Gib den Abschnitt der Seite, der mit "## Redrudi (27." beginnt und sich bis einschließlich "nicht identifiziertes Netzwerk." erstreckt, erneut wieder. Ändere dabei "Notebook" zu "Laptop".

Seite:

- - - -

Genau,das ist der Standardgateway.Muß nicht über 100 sein aber die Box gibt ja erstmal von 20 aufwärts die IP`s raus und da kann es manchmal dazu kommen das es sich irgendwo beißt.


----------



## Primeless (27. April 2016)

Und was genau kann der Grund dafür sein, dass mein PC (oder die Powerline mit der ich das WLAN am PC imitiere) den Router nicht finden kann und somit keine Verbindung möglich ist?
Wie schon oben beschrieben, Treiber etc habe ich alles versucht. Manuell alles eingegeben wie "Malkolm" es geschrieben hat. Es muss an meinem PC liegen. Die Powerlines funktionieren an zwei verschiedenen Laptops im Haus.
Gibt es eine Möglichkeit den Router (die Fritzbox) so zu gestalten, dass sie mich als PC "reinlässt"? Es tut mir leid dass ich mich oft wiederhole, aber ich brauche Hilfe


----------



## Redrudi (27. April 2016)

Ich denke mal das hat mit deinem Netzwerk Typ am PC etwas zu tun.Was hast du denn für ein Windows drauf? Mit netzwerktyp meine ich öffentlich,privat oder Arbeitsplatz.Hatte ich letzt mit einem Notebook.Neue Box von O2 bekommen und keine Verbindung über Wlan mehr herstellen können,immer nicht identifiziertes Netzwerk.

- - - -

Bereitgestellte Auflistung:
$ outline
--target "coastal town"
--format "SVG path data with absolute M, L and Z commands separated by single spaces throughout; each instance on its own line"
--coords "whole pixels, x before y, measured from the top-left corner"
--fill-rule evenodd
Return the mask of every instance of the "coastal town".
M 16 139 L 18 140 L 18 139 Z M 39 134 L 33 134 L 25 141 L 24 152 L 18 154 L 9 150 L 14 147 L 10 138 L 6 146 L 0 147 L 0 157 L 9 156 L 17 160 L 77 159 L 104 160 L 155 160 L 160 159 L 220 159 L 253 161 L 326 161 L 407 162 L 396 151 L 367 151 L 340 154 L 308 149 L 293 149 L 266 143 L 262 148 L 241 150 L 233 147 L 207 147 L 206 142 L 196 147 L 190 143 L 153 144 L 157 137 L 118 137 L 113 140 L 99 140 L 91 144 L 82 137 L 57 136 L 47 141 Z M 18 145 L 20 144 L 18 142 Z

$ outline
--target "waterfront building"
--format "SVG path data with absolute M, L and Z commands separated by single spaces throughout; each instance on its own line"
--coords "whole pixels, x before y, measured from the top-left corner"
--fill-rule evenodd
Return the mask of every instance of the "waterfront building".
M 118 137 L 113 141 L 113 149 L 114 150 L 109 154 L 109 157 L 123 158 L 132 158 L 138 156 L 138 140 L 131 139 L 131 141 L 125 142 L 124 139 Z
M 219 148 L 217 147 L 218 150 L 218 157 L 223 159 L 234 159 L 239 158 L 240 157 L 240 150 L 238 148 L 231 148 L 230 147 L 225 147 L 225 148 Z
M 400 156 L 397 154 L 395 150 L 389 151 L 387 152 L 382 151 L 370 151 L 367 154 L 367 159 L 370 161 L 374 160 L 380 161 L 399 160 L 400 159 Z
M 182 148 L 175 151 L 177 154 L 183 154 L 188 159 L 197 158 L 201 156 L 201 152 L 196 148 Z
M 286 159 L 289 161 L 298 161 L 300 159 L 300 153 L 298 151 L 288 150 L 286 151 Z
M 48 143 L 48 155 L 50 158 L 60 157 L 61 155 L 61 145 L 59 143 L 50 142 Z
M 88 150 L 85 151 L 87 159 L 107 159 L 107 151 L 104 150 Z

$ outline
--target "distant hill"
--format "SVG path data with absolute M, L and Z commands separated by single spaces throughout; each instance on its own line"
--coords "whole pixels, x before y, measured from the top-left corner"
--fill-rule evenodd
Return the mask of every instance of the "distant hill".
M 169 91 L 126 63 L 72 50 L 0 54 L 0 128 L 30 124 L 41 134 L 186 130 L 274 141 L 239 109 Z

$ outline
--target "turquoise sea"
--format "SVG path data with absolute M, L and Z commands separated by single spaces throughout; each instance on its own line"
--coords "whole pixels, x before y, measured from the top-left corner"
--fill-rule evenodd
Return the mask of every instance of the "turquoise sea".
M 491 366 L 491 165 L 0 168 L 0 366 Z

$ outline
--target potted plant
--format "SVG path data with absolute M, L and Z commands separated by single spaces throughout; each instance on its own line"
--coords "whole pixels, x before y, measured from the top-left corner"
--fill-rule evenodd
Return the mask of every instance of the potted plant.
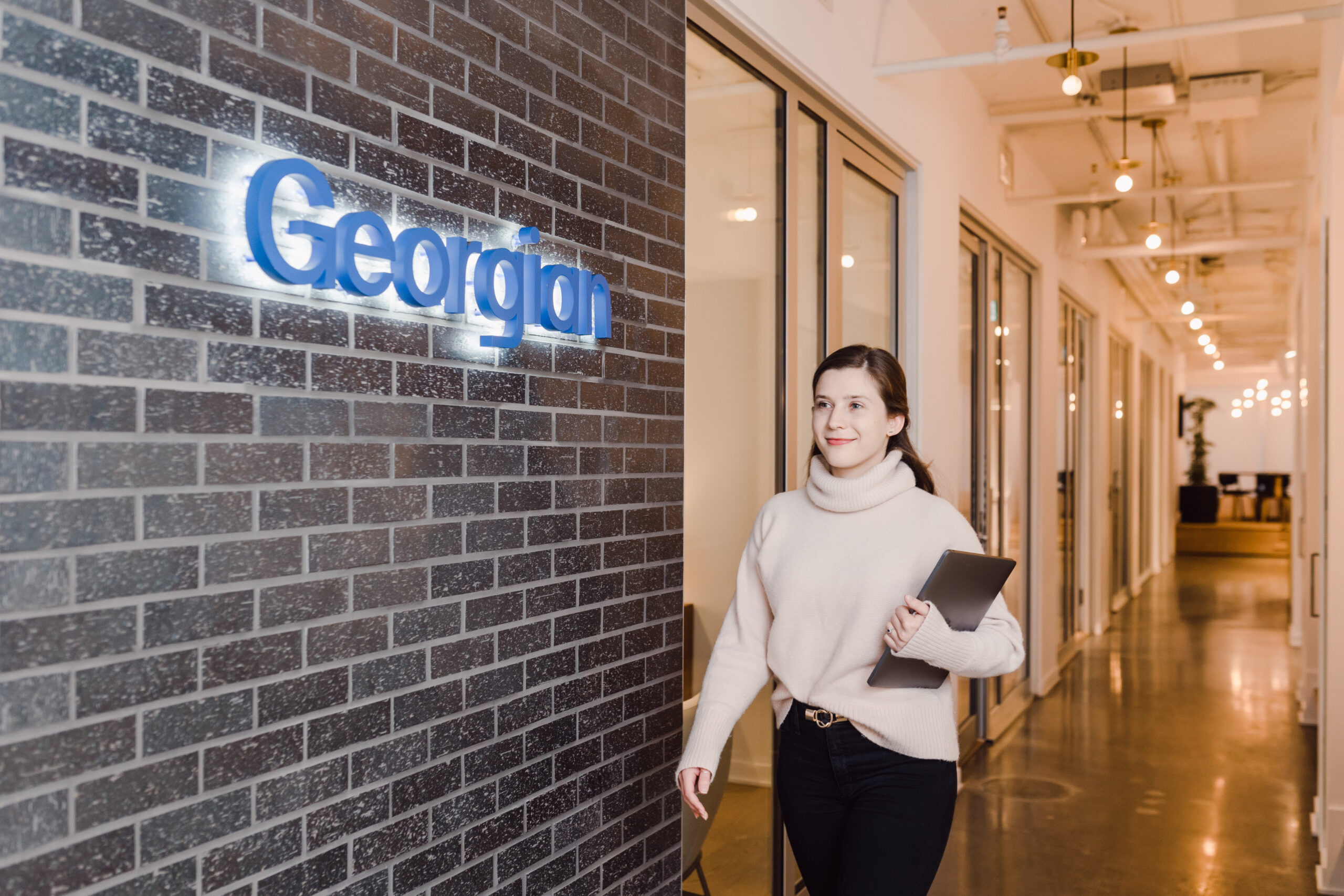
M 1204 415 L 1218 407 L 1207 398 L 1185 402 L 1189 411 L 1189 469 L 1185 470 L 1185 485 L 1180 486 L 1181 523 L 1218 523 L 1218 486 L 1208 484 L 1208 449 L 1212 443 L 1204 438 Z

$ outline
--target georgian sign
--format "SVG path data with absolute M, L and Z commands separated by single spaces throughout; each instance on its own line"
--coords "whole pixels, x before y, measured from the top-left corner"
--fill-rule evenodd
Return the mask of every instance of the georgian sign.
M 297 267 L 281 254 L 273 223 L 276 191 L 286 177 L 298 183 L 310 207 L 333 207 L 331 184 L 312 163 L 277 159 L 257 169 L 247 184 L 243 215 L 247 244 L 273 279 L 317 289 L 339 286 L 358 296 L 379 296 L 391 286 L 407 305 L 442 305 L 449 314 L 465 313 L 470 297 L 484 317 L 504 322 L 501 334 L 481 336 L 484 347 L 517 345 L 524 324 L 598 339 L 612 334 L 612 287 L 601 274 L 566 265 L 543 267 L 539 255 L 508 249 L 482 251 L 476 240 L 442 239 L 427 227 L 407 227 L 394 238 L 387 222 L 371 211 L 341 215 L 335 226 L 290 220 L 286 232 L 312 243 L 308 261 Z M 356 239 L 362 234 L 368 242 Z M 513 244 L 539 240 L 536 227 L 524 227 Z M 360 255 L 386 259 L 391 270 L 362 273 L 356 265 Z M 417 277 L 417 255 L 425 259 L 419 266 L 423 282 Z

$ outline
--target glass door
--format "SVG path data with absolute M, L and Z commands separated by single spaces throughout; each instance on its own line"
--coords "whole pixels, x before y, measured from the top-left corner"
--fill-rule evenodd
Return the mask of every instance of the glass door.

- - - -

Ergebnis:
## Redrudi (27. April 2016)

Ich denke mal das hat mit deinem Netzwerk Typ am PC etwas zu tun.Was hast du denn für ein Windows drauf? Mit netzwerktyp meine ich öffentlich,privat oder Arbeitsplatz.Hatte ich letzt mit einem Laptop.Neue Box von O2 bekommen und keine Verbindung über Wlan mehr herstellen können,immer nicht identifiziertes Netzwerk.